* [読解文]:
# # # # # # #

| 会社概要:2010年10月に日立ソフトウェアエンジニアリングと日立システムアンドサービスの合併により発足。事業分野別のカンパニー制を展開する日立グループの「情報・通信システム社」の中核企業として幅広くソリューションを提供。 http://www.hitachi-solutions.co.jp/ 本社:品川区東品川4-12-7 設立:1970年9月 従業員数:1万389人(2012年9月末現在) 平均年齢:38.9歳 |
●“ポジティブな休み方”を広げる取り組みをスタート
今日、企業が設けている休暇制度を見渡してみると、その種類や名称は実に多彩だ。リフレッシュ休暇やメモリアル休暇、ボランティア休暇、自己啓発休暇…など。社会の変化と社員のニーズに対応するために、あるいは企業が社員のさまざまな活動を積極的に支援する施策の一環として、休暇制度の種類や仕組みは、年を追って多様化してきた。
こうした変化は、おそらく多くのビジネスパーソンに肯定的に捉えられているはず。しかしその一方で「休暇に何らかの名目が付いていないと休みが取りづらい」という変わらない現実を映しているようにも思える。
会社がお墨付きで制度化した「○○休暇」なら、上司の視線も気にならず、職場の同僚にも気兼ねなく申請できる。でも普段の年休は『何で休むの?』と聞かれるわけではないけれど、皆が忙しく働いている職場ではとても言い出しにくい…。ワーク・ライフ・バランスの推進が声高に叫ばれる今日でも、こうした心理的なハードルを越えることは、なかなか容易ではない様子だ。
そうした中で、日立グループの中核的なシステムインテグレーション企業である日立ソリューションズは、2012年10月から新しい休暇制度の取り組みをスタートした。その名称は「ポジティブ・オフ休暇」。
細かなルールや休みを取る名目にこだわらず、“あなたがポジティブに休暇を使うのならば、それがポジティブ・オフ”というスタンスで休み方の幅を広げ、生活の充実に年休をもっと生かしていこうという取り組みだ。こうした会社からの呼び掛けにより、社員のオフがどのように変わりつつあるのか、その様子を追ってみた。
●より自律的な働き方を目指す
同社では毎年10~11月の2カ月間を「時短推進強化月間」と定め、労使一体となって残業・休日出勤の抑制、長時間残業者の業務改善、健康面のフォローアップなど全社的な取り組みを展開している。今回紹介するポジティブ・オフ休暇は、2012年度の強化月間の展開に当たり、より自律的でメリハリある働き方の実現を目指す施策の一つとしてラインアップされたものだ。

# # # # # # #

* [提供資料]:
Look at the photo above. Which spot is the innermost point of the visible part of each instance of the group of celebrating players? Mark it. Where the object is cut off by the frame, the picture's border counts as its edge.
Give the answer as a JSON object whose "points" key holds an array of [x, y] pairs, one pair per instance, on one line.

# # # # # # #

* [取り組む課題]:
[A] 読解文の「会社がお墨付きで制度化した「」から「てラインアップされたものだ。」に至るまでの部分を、「年休」を「有給休暇」に置き換えて書き直せ。
[B] 読解文について、次の問いに答えよ。
(i) 日立ソリューションズの従業員数は、2012年9月末現在で何人か。
(ii) ポジティブ・オフ休暇の取り組みは、何年何月から始まったか。
(iii) 同社が「時短推進強化月間」と定めているのは、毎年何月か。
提供資料の行は、読解文とは別の素材である。

* [解答]:
[A]
会社がお墨付きで制度化した「○○休暇」なら、上司の視線も気にならず、職場の同僚にも気兼ねなく申請できる。でも普段の有給休暇は『何で休むの?』と聞かれるわけではないけれど、皆が忙しく働いている職場ではとても言い出しにくい…。ワーク・ライフ・バランスの推進が声高に叫ばれる今日でも、こうした心理的なハードルを越えることは、なかなか容易ではない様子だ。
そうした中で、日立グループの中核的なシステムインテグレーション企業である日立ソリューションズは、2012年10月から新しい休暇制度の取り組みをスタートした。その名称は「ポジティブ・オフ休暇」。
細かなルールや休みを取る名目にこだわらず、“あなたがポジティブに休暇を使うのならば、それがポジティブ・オフ”というスタンスで休み方の幅を広げ、生活の充実に有給休暇をもっと生かしていこうという取り組みだ。こうした会社からの呼び掛けにより、社員のオフがどのように変わりつつあるのか、その様子を追ってみた。
●より自律的な働き方を目指す
同社では毎年10~11月の2カ月間を「時短推進強化月間」と定め、労使一体となって残業・休日出勤の抑制、長時間残業者の業務改善、健康面のフォローアップなど全社的な取り組みを展開している。今回紹介するポジティブ・オフ休暇は、2012年度の強化月間の展開に当たり、より自律的でメリハリある働き方の実現を目指す施策の一つとしてラインアップされたものだ。

[B]
(i) 従業員数は1万389人である。
(ii) 2012年10月から始まった。
(iii) 毎年10~11月の2カ月間である。